What to produce: From the listing below, return every line with the string "blue" in it.

Data provided:
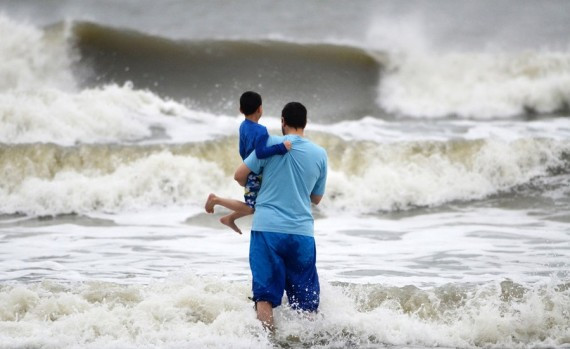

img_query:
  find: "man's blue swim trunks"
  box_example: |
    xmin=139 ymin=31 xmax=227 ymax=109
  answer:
xmin=244 ymin=172 xmax=262 ymax=208
xmin=249 ymin=230 xmax=319 ymax=312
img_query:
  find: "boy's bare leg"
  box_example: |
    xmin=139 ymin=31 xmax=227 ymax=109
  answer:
xmin=256 ymin=301 xmax=275 ymax=332
xmin=205 ymin=193 xmax=254 ymax=214
xmin=220 ymin=211 xmax=250 ymax=234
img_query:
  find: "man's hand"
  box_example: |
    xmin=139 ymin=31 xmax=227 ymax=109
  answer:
xmin=283 ymin=140 xmax=292 ymax=151
xmin=234 ymin=163 xmax=252 ymax=187
xmin=310 ymin=194 xmax=322 ymax=205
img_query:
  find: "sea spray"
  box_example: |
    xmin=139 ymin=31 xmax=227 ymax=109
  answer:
xmin=0 ymin=15 xmax=75 ymax=92
xmin=378 ymin=51 xmax=570 ymax=118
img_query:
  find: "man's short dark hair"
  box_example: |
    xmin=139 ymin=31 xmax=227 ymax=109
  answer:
xmin=282 ymin=102 xmax=307 ymax=129
xmin=240 ymin=91 xmax=262 ymax=115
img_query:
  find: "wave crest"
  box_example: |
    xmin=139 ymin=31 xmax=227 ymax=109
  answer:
xmin=0 ymin=15 xmax=75 ymax=92
xmin=379 ymin=51 xmax=570 ymax=118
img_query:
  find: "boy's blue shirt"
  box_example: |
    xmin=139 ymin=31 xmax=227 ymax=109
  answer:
xmin=239 ymin=119 xmax=287 ymax=160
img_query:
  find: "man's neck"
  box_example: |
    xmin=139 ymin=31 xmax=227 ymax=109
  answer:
xmin=284 ymin=127 xmax=304 ymax=137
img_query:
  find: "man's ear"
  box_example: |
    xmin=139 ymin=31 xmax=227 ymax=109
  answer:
xmin=281 ymin=117 xmax=285 ymax=127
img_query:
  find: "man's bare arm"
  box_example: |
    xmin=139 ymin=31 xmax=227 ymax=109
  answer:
xmin=310 ymin=194 xmax=323 ymax=205
xmin=234 ymin=162 xmax=252 ymax=187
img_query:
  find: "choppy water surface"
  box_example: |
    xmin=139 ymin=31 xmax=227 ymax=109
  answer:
xmin=0 ymin=1 xmax=569 ymax=348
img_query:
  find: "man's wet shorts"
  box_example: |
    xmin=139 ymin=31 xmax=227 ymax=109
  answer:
xmin=249 ymin=230 xmax=320 ymax=312
xmin=244 ymin=173 xmax=262 ymax=208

Problem solution:
  find: "man's blue swim trunks"
  find: "boy's blue shirt"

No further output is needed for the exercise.